----- 本文 -----
手の中で爆発した事例を見聞きしたことがないのですが、不発のピストル弾をズボンのポケットに入れたところ、ポケットの中で爆発した動画を見たことがあります。
弾薬の種類や、どれだけ強く握った状態かなど、条件によって怪我の程度が異なると思われますが、薬室内のような密閉された状態ではない場合は不完全燃焼になりやすく、高圧になる前にガスが逃げてしまうため大きなエナジーは発生しません。
しかし大口径ライフル弾の様に装薬量が多ければ指を失うこともあるかもしれませんし、拳銃弾でも何針か縫う程度の怪我の可能性はあります。
>事故防止に役立つ知識
こうした事故は正しく扱っていれば防ぐことができます。
不発が起きたら銃口をターゲットに向けた状態のまま20~30秒待ち、マガジンを抜いて不発弾を排出します。
(何秒待てば良いかはプロの間でも様々な意見があり、10秒という人もいれば60秒という人もいますが、時間が長い方がより安全です)
----- 入力データ -----
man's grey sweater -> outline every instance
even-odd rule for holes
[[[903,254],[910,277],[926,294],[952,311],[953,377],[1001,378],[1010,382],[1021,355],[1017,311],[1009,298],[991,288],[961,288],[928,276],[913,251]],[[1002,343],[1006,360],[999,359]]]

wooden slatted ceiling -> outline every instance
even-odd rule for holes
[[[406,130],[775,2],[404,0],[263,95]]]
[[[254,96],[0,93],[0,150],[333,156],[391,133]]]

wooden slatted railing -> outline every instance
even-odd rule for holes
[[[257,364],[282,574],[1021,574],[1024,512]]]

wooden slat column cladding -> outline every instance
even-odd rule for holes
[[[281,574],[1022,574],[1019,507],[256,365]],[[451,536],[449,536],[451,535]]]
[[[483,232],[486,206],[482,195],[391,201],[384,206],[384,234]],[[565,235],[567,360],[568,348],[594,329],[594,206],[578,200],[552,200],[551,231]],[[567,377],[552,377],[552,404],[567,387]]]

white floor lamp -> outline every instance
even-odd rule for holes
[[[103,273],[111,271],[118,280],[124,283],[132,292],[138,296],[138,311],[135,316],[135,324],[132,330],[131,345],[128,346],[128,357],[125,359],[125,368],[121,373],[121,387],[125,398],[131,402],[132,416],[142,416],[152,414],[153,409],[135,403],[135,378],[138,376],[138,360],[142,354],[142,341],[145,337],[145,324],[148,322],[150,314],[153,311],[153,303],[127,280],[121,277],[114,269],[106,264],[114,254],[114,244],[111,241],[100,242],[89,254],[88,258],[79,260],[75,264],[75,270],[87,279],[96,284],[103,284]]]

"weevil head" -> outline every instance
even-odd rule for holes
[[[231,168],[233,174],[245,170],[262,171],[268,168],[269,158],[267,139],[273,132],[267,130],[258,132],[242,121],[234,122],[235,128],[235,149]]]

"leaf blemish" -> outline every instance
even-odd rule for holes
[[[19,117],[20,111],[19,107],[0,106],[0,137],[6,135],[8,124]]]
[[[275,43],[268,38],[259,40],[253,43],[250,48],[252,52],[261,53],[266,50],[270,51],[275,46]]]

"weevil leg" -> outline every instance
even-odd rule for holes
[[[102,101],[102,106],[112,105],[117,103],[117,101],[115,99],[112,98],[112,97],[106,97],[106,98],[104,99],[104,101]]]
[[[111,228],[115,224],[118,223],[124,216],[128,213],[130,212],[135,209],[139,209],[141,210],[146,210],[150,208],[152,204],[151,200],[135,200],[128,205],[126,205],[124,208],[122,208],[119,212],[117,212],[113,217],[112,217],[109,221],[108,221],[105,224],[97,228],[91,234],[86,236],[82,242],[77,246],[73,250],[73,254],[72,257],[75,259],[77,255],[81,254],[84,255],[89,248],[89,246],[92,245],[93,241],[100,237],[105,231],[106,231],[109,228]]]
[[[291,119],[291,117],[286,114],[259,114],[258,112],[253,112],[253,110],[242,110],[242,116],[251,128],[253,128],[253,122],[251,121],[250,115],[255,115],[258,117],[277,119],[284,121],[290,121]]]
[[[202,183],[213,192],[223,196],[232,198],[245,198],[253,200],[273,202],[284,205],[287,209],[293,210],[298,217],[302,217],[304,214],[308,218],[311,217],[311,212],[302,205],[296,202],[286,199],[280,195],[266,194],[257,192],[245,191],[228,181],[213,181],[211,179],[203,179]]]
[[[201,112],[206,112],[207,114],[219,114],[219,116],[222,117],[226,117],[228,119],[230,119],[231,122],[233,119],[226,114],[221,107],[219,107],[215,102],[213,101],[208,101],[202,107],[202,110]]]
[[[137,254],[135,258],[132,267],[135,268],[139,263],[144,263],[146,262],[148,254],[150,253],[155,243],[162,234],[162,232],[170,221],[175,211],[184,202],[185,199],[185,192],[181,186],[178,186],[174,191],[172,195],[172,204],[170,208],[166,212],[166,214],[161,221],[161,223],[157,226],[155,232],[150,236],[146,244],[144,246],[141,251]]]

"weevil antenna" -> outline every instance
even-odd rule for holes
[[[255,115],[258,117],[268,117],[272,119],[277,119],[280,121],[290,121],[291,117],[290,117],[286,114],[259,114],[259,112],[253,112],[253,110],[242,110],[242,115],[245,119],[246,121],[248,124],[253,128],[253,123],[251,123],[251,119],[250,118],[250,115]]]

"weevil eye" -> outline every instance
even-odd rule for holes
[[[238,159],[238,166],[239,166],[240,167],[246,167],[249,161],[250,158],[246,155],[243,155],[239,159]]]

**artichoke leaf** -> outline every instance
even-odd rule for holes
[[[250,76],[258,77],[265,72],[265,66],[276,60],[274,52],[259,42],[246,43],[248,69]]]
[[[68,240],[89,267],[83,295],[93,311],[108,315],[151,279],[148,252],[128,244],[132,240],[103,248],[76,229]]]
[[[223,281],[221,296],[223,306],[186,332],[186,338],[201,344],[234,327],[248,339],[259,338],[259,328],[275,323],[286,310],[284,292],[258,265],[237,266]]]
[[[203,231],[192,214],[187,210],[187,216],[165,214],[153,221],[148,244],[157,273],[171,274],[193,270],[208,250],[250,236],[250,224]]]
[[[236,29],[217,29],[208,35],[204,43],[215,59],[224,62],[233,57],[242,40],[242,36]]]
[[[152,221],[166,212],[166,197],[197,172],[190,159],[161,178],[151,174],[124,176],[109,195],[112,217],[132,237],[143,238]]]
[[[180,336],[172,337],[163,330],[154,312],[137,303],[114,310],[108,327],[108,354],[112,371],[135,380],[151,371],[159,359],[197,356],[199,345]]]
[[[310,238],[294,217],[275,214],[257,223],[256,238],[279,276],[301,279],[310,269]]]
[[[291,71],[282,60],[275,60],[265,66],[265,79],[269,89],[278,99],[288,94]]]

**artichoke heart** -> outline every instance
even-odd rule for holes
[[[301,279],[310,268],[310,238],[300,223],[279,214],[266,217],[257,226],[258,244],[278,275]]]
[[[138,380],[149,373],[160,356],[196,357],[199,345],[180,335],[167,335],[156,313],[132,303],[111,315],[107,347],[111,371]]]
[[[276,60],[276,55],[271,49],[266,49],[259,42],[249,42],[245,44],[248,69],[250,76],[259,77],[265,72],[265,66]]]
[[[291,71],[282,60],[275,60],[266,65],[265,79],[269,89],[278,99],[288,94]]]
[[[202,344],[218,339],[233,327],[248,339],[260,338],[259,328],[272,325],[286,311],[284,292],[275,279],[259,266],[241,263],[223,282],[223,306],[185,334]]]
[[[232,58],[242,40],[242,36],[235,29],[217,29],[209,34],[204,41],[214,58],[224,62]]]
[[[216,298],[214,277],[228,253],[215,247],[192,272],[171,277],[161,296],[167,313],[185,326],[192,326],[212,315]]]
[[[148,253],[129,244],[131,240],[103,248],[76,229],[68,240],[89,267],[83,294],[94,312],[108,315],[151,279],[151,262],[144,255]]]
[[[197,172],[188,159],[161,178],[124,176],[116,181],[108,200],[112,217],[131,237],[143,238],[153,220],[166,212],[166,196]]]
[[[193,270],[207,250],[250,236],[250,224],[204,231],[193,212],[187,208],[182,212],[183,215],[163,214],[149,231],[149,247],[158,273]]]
-----
練習問題 –
1. 本文によると、不発が起きたときは銃口をターゲットに向けたまま何秒待ちますか。
2. 記録の最初の行から「[[[257,364],[282,574],[1021,574],[1024,512]]]」を含む行まで(両端を含む)を、「ceiling」を「roof」に差し替えて示しなさい。それ以外は一切変えず、この範囲の行だけを書くこと。
記録は本文とは関係がありません。

解答 –
1. 20~30秒待ちます。

2.
man's grey sweater -> outline every instance
even-odd rule for holes
[[[903,254],[910,277],[926,294],[952,311],[953,377],[1001,378],[1010,382],[1021,355],[1017,311],[1009,298],[991,288],[961,288],[928,276],[913,251]],[[1002,343],[1006,360],[999,359]]]

wooden slatted roof -> outline every instance
even-odd rule for holes
[[[406,130],[775,2],[404,0],[263,95]]]
[[[254,96],[0,93],[0,150],[333,156],[391,133]]]

wooden slatted railing -> outline every instance
even-odd rule for holes
[[[257,364],[282,574],[1021,574],[1024,512]]]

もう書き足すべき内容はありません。